* **PROBLEM TO SOLVE**
Extract, word for word, the lines of the data from the line with "of the woman." to the line with "x=252 y=378", including both of those lines.

* **INPUT MATERIAL**
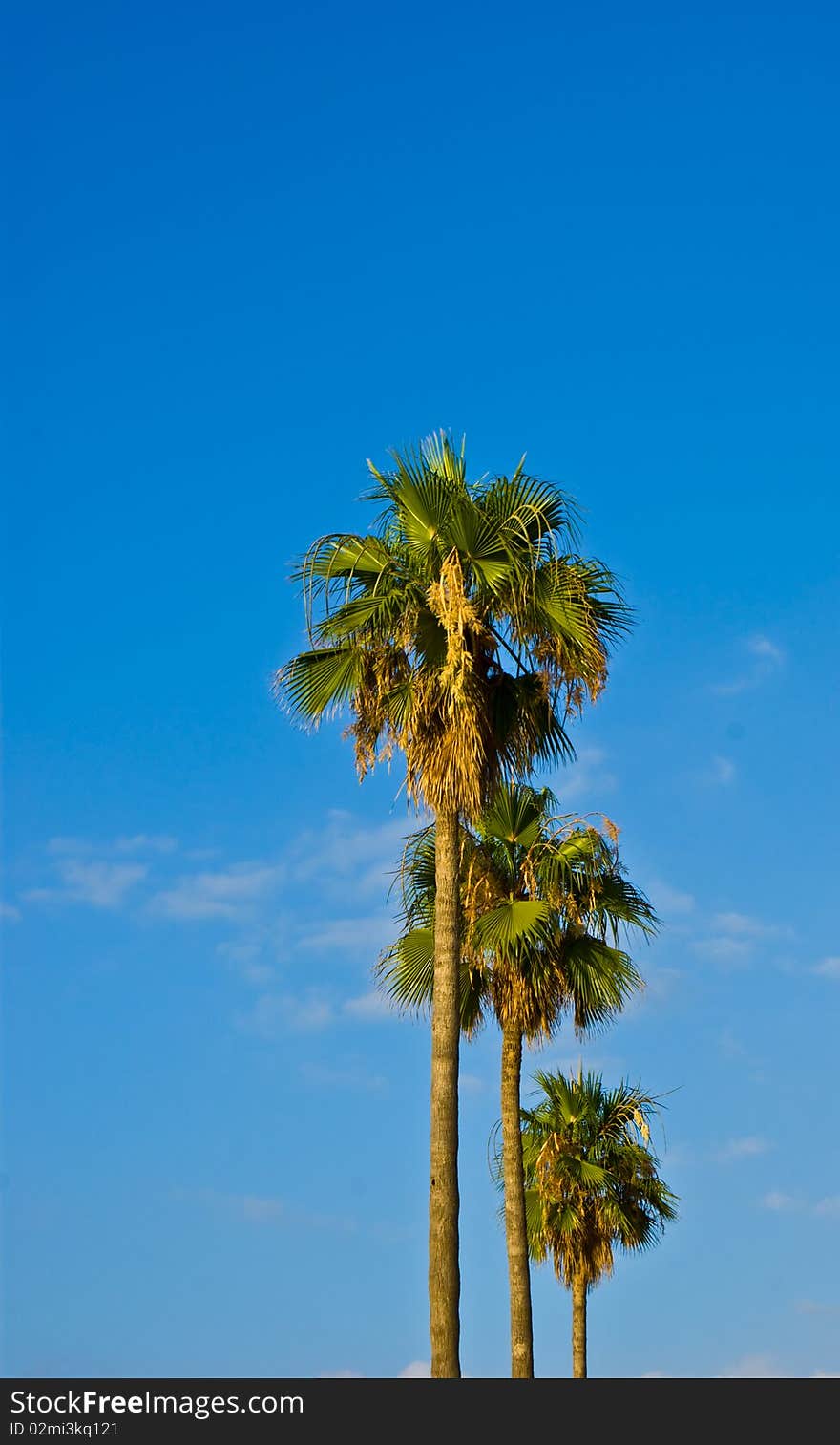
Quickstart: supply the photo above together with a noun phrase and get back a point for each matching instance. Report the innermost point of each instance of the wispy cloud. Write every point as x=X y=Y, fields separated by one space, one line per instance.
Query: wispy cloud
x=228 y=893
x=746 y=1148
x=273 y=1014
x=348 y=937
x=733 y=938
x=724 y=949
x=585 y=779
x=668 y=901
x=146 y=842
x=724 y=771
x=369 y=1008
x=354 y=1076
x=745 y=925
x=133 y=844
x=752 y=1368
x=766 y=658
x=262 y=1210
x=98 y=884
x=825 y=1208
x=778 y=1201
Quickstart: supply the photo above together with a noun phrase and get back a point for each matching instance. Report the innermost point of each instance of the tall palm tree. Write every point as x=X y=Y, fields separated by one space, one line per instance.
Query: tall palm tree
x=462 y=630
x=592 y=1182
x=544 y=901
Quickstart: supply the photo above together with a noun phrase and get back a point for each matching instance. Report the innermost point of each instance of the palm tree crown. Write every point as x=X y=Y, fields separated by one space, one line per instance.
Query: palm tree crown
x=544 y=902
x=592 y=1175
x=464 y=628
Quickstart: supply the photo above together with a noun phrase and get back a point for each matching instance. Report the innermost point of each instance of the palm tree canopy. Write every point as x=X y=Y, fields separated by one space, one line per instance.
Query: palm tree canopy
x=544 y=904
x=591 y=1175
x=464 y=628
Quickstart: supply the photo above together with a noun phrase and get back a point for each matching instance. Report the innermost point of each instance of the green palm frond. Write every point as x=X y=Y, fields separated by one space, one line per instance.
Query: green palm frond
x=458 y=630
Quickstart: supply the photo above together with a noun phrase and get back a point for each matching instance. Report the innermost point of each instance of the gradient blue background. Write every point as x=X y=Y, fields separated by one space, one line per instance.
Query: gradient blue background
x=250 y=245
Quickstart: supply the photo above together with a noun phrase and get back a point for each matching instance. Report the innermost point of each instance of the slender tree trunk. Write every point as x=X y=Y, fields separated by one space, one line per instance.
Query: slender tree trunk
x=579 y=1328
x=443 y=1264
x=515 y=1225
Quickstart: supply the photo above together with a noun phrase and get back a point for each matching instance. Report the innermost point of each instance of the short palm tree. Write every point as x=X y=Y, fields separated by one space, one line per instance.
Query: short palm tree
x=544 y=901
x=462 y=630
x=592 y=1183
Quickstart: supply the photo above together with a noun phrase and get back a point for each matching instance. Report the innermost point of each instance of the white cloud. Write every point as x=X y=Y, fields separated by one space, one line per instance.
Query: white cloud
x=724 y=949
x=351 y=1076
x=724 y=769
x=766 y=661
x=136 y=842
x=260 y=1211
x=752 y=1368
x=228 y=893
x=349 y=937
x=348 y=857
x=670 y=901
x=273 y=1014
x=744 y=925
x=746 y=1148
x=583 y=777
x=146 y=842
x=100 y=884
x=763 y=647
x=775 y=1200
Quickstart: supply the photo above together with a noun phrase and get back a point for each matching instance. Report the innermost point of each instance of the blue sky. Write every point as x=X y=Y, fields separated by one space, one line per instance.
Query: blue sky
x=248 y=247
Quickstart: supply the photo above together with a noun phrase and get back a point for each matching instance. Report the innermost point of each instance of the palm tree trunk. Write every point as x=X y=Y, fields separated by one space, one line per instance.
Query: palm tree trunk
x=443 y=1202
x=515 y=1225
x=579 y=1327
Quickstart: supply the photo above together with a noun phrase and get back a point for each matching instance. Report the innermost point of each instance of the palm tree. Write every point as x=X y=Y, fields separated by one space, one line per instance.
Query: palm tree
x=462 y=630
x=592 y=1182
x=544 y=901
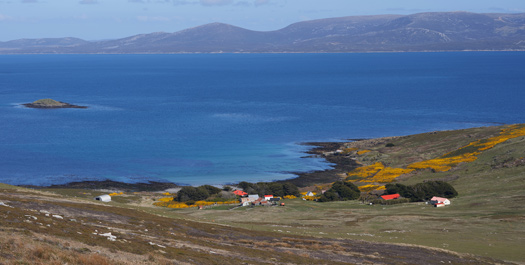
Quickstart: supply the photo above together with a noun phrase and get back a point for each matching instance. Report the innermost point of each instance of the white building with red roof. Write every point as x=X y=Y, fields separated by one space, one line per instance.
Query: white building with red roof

==

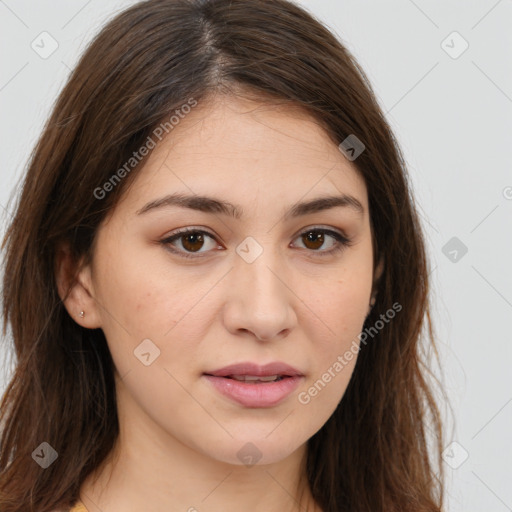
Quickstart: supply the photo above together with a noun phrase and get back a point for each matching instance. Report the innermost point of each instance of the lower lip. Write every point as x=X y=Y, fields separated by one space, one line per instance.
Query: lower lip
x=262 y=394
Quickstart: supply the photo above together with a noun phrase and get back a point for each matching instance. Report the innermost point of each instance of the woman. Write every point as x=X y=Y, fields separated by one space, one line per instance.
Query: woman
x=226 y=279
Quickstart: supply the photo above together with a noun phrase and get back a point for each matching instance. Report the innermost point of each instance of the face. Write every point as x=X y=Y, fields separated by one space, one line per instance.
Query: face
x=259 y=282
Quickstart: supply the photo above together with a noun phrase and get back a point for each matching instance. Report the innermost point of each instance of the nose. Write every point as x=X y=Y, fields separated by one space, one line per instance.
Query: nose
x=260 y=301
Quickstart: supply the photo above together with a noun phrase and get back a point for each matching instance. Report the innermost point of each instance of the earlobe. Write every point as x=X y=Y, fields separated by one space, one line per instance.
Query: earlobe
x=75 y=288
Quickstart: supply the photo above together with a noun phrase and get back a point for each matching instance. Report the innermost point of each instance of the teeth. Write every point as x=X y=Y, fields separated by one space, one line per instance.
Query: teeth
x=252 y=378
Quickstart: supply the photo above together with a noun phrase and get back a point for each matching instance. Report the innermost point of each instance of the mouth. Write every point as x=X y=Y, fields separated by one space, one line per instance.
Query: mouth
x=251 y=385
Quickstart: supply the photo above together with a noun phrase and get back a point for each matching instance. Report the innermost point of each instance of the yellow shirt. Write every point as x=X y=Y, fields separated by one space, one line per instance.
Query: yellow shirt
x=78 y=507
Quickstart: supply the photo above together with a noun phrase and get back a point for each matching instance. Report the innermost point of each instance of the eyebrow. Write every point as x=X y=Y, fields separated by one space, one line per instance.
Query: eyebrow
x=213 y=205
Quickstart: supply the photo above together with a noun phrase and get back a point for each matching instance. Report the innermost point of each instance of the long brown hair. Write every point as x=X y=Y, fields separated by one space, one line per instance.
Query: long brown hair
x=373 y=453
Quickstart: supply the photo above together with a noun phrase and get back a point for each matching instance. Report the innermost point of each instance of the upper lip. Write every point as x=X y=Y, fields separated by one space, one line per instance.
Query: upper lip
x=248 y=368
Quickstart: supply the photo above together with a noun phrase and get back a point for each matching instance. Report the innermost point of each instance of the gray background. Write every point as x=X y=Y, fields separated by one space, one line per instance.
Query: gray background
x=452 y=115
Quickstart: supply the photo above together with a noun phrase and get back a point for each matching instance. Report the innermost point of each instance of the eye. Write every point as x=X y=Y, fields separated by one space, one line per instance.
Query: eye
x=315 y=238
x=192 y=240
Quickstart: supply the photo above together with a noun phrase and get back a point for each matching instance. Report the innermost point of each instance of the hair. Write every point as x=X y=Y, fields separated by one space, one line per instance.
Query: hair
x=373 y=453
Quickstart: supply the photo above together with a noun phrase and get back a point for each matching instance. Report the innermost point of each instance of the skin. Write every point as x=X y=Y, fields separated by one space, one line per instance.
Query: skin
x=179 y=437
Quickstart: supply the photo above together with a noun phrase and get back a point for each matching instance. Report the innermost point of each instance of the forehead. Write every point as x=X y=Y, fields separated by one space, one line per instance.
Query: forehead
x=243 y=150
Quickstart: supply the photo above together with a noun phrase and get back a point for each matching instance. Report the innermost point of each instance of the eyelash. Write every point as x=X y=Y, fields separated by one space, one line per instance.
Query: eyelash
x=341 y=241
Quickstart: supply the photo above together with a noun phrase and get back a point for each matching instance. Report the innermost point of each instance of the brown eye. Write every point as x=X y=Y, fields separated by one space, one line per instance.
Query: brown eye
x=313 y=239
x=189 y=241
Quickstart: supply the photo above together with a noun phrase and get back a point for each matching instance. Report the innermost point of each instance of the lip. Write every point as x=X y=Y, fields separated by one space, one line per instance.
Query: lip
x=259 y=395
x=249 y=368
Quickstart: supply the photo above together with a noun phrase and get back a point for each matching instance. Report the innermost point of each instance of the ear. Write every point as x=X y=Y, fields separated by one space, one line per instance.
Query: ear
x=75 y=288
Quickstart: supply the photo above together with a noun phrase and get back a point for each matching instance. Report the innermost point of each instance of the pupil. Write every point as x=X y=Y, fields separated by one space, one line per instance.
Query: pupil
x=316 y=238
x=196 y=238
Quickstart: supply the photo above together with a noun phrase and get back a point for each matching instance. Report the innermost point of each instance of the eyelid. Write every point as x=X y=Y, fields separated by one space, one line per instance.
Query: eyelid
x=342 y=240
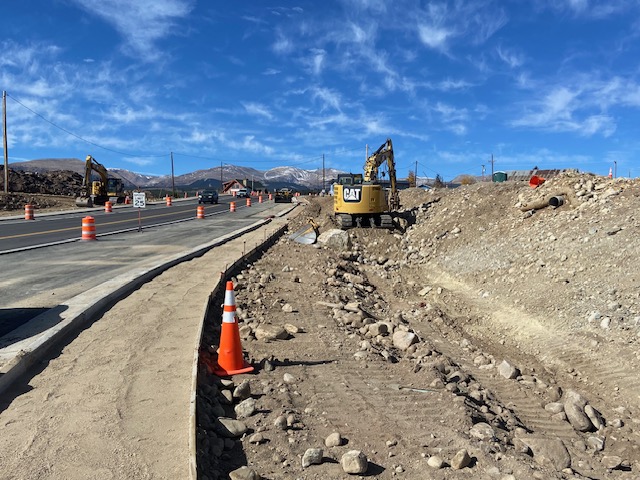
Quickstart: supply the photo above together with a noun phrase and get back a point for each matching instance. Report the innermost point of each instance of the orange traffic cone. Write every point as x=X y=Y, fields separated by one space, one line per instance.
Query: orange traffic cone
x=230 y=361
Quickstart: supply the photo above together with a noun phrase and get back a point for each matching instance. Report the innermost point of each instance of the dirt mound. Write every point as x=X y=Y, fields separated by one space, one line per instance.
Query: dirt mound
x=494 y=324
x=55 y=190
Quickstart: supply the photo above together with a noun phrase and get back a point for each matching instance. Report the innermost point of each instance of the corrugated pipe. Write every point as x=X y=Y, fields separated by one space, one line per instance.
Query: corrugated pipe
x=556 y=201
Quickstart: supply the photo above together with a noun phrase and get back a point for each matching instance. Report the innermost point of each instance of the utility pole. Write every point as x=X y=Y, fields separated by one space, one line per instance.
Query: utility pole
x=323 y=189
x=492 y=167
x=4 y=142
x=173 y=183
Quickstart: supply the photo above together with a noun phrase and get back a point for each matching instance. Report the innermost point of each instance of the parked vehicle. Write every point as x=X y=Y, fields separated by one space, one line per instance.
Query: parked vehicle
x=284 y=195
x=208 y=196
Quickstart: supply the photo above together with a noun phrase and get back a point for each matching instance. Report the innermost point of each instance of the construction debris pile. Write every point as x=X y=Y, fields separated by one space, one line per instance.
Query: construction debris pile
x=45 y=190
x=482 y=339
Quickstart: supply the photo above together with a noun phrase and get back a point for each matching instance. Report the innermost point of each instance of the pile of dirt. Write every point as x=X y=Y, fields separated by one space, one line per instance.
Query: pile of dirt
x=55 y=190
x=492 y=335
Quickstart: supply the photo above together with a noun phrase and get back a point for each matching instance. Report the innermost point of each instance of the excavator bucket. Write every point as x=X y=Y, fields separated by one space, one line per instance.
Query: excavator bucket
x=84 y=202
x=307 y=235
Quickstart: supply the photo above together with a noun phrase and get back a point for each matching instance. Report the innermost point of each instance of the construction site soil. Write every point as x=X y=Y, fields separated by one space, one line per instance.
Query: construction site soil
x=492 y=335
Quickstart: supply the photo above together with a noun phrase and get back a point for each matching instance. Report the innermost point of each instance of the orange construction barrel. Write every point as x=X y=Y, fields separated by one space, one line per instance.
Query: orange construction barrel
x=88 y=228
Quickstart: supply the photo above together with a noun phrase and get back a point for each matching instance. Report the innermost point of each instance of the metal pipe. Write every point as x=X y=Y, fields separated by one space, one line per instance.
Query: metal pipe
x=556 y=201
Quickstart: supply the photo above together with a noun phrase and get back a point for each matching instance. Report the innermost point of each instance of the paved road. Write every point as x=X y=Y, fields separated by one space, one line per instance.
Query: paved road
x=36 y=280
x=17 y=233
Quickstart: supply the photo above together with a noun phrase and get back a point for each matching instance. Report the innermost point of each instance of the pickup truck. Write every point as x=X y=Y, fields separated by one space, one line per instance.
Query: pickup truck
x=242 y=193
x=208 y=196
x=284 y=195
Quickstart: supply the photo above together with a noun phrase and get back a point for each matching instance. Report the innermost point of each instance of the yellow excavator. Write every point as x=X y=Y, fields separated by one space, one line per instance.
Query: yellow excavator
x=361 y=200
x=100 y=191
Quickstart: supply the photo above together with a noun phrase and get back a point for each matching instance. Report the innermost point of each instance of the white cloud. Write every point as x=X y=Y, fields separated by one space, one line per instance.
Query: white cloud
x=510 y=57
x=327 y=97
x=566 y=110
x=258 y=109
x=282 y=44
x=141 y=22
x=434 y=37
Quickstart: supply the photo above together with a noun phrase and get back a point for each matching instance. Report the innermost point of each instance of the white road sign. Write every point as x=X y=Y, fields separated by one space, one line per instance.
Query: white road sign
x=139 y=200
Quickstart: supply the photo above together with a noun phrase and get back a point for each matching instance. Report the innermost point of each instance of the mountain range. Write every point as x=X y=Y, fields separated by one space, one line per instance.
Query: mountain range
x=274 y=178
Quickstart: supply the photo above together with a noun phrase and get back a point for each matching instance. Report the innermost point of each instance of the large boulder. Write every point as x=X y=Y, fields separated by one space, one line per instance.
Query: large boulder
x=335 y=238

* **THE RESULT**
Quickstart: supply the photo above together with a noun phrase and get back a point for each matching instance. Report the innermost point of each instance of the woman. Write every point as x=X y=Y, fields separated by one space, one line per instance.
Query: woman
x=226 y=279
Quickstart: supply the photo above together with a noun phrase and get back a point for each matching instance. Report the innermost point of each instance of the face. Write every point as x=X y=Y, fields separated by one space, one line per instance.
Query: face
x=259 y=282
Quickstart: supply the photo above together with a noun phrase and get back a point for each matching instance. Report the innermost point of each instance of the nose. Write every point as x=X y=Y, fields separated by one space, one line per instance.
Query: nose
x=260 y=301
Quickstart: supply the photo above together with a noun phrase and get back a point for each matching instance. Report the innermost point of each instance of the earlobe. Write every point as x=X y=Y, fields separated by one space, one line per instance.
Query: earlobe
x=75 y=288
Quickstart: supply the photo above together with a noun phrase and get back a point for each matching instance. Report the innermost point of each instance of the teeth. Write every point as x=X y=Y, fields separated by one space, one line per instance.
Query: teeth
x=252 y=378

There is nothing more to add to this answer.